Reproduce the records below, substituting "crest" for every occurrence of "ridge" and leaving every other character unchanged. Omit the pictures from your output.

◆ Data section:

-.-.-

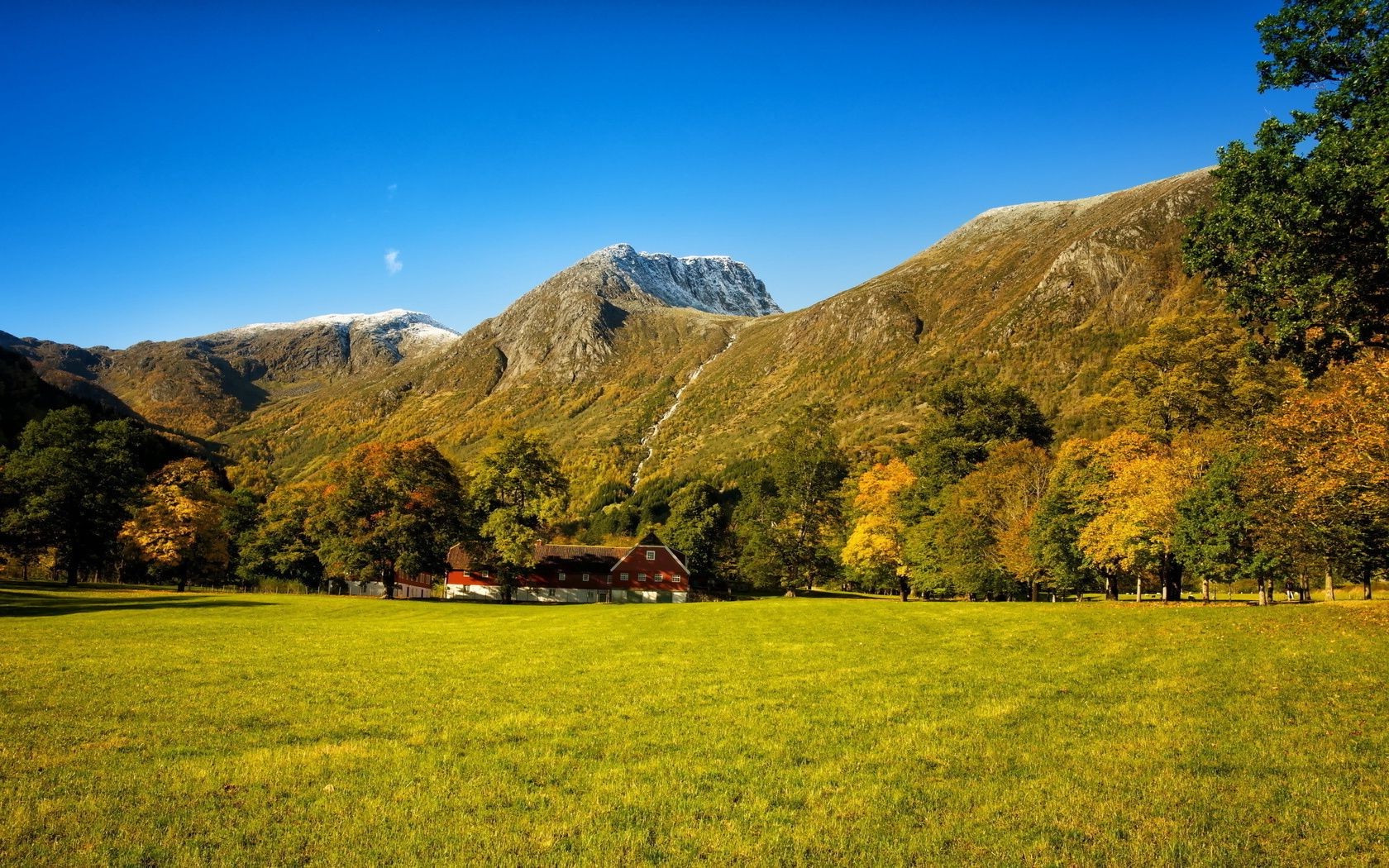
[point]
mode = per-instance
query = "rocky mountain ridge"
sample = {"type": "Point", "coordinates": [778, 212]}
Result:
{"type": "Point", "coordinates": [602, 360]}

-.-.-

◆ Solved problem:
[point]
mode = per-instance
query = "rocky mountain crest"
sample = {"type": "Point", "coordinates": [778, 212]}
Result:
{"type": "Point", "coordinates": [602, 360]}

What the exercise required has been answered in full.